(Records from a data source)

>> START

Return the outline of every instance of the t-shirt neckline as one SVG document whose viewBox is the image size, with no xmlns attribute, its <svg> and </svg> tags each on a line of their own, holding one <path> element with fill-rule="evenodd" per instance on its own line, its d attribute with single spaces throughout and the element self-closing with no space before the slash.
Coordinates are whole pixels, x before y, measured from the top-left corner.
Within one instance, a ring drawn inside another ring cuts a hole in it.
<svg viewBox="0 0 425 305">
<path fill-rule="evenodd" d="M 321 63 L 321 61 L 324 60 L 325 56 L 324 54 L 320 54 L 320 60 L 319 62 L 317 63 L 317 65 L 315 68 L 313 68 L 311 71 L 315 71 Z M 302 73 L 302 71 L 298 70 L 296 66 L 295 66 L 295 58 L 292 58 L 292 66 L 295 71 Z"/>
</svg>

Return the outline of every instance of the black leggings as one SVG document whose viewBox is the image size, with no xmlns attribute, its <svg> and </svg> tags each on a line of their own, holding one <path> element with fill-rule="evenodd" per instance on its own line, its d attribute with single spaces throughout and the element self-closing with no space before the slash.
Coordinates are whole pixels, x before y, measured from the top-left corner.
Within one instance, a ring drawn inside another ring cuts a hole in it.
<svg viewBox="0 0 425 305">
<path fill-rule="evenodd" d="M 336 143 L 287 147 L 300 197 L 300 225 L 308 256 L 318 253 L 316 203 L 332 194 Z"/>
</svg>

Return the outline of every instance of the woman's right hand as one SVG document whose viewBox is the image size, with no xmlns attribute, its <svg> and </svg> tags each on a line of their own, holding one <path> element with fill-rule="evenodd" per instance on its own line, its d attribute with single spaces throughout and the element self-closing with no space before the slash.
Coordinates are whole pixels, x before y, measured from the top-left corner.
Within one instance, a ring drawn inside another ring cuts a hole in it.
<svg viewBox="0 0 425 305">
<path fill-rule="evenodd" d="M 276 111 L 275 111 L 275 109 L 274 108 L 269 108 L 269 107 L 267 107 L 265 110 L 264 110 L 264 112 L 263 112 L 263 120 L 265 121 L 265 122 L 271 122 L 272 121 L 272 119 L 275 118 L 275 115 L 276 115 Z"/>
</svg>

>> END

Reproduce verbatim the portion of the items that begins with the line containing "Return the outline of every instance of the woman's" and continues through the final line of the items.

Return the outline of every instance of the woman's right hand as one SVG document whose viewBox is the image size, with no xmlns attribute, its <svg> and </svg> tags each on a line of their own, holding one <path> element with fill-rule="evenodd" per instance on its own line, its d attribute with single spaces throughout and the element self-closing with no space before the slash.
Coordinates are whole pixels, x before y, measured from the top-left corner.
Within one instance, a ring drawn inside another ring cuts a hole in it.
<svg viewBox="0 0 425 305">
<path fill-rule="evenodd" d="M 276 111 L 275 111 L 275 109 L 274 108 L 269 108 L 269 107 L 267 107 L 265 110 L 264 110 L 264 112 L 263 112 L 263 120 L 265 121 L 265 122 L 271 122 L 272 121 L 272 119 L 275 118 L 275 115 L 276 115 Z"/>
</svg>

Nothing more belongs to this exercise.